• [DOCUMENT EXCERPT]
* * * * *

In CLN3 patients described here, loss of visual quality and acuity were one of the first clinical symptoms, which appeared during the early childhood. In juvenile NCLs patients, additionally nyctalopia, nystagmus, photophobia, and loss of peripheral and colour vision, can also be often the presenting symptoms (Ouseph et al. 2016). These pathologic changes are most probably caused by the diffuse retinal pigment epithelium (RPE) atrophy of the macula, which appeared in over 60% of juvenile patients with NCL (Hainsworth et al. 2009), but the pathomechanism underlying vision loss in CLN3 individuals remains still unexplained.

The retina, which is a photosensitive nerve tissue, is a functional unit of the central nervous system (CNS) that converts a light signal into a nerve impulse and is physically connected to the brain via axons of the optic nerve (Marchesi et al. 2021). As a part of CNS, the pathologically changed eye reflects neurodegeneration present in the CNS and sometimes visual manifestations precede central symptoms (Marchesi et al. 2021).

* * * * *

• [STORED DATA]
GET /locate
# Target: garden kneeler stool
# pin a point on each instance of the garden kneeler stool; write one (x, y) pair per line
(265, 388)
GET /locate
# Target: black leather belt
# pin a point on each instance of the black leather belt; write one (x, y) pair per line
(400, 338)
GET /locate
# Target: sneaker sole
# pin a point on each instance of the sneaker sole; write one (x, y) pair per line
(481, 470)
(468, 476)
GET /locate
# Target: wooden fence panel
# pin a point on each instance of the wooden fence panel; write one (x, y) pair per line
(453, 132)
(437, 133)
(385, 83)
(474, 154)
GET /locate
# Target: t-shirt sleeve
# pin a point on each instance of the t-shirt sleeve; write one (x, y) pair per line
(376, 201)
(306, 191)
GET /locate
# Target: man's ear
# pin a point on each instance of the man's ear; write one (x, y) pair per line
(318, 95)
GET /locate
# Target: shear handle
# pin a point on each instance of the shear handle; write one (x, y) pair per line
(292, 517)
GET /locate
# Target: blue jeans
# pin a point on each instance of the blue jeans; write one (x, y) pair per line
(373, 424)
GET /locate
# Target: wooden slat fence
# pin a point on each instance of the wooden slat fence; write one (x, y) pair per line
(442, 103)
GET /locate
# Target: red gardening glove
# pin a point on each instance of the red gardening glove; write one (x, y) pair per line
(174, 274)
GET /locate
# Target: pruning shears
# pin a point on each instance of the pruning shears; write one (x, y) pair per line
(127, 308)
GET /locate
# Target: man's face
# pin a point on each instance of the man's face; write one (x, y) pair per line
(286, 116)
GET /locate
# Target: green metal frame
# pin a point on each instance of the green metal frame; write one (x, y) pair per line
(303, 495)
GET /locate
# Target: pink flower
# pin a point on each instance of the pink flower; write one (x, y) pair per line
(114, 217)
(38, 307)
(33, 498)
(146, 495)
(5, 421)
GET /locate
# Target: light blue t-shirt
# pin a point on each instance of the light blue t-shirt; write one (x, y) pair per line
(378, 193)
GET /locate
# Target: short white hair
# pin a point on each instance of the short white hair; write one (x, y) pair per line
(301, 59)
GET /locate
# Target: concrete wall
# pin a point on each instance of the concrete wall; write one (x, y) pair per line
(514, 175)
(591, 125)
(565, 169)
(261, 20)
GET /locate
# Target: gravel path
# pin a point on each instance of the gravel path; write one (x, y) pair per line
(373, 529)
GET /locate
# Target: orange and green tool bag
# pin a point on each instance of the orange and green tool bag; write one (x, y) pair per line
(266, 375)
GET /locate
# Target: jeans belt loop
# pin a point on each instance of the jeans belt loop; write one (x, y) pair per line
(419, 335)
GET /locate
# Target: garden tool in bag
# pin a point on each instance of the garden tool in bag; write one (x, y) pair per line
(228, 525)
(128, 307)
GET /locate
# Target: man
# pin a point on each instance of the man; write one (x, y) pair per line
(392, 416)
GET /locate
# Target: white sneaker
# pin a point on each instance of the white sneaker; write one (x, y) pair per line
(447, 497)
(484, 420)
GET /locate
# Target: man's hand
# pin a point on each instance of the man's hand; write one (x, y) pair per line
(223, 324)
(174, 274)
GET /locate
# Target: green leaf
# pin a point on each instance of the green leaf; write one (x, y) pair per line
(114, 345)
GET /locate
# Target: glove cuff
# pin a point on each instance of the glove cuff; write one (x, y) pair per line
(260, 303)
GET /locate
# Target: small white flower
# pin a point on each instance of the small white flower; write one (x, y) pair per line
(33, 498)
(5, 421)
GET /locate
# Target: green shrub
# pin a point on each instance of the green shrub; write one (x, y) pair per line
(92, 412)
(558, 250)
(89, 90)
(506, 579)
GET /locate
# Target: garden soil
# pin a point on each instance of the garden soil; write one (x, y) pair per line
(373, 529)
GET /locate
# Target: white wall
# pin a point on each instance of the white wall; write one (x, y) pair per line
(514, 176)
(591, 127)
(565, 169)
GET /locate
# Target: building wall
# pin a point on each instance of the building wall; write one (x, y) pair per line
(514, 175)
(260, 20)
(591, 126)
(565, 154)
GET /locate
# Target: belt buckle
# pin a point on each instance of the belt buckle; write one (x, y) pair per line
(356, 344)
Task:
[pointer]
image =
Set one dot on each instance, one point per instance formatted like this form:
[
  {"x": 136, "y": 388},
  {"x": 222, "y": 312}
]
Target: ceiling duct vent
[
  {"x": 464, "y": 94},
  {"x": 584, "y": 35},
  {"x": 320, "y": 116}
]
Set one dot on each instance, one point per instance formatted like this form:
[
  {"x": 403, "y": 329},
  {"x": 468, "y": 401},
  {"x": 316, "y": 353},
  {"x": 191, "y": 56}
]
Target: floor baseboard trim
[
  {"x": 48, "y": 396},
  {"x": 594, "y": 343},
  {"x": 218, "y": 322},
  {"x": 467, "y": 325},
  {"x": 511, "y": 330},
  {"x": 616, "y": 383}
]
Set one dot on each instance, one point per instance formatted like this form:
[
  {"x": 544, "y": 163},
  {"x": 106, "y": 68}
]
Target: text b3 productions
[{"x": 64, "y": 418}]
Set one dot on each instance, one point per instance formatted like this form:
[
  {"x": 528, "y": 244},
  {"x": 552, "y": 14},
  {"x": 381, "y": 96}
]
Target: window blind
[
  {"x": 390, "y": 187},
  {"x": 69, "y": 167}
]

* * * * *

Decide whether each statement agrees with the passage on vision loss in CLN3 patients, answering yes or no and quoting the deciding words of the passage. 1. The retina is linked to the brain through the axons of the optic nerve. 2. The pathomechanism behind vision loss in CLN3 individuals has been fully explained. 3. Diffuse RPE atrophy of the macula appeared in fewer than half of juvenile patients with NCL. The records are drawn from a separate source.

1. Yes: "is physically connected to the brain via axons of the optic nerve"
2. No: "the pathomechanism underlying vision loss in CLN3 individuals remains still unexplained"
3. No: "appeared in over 60% of juvenile patients with NCL"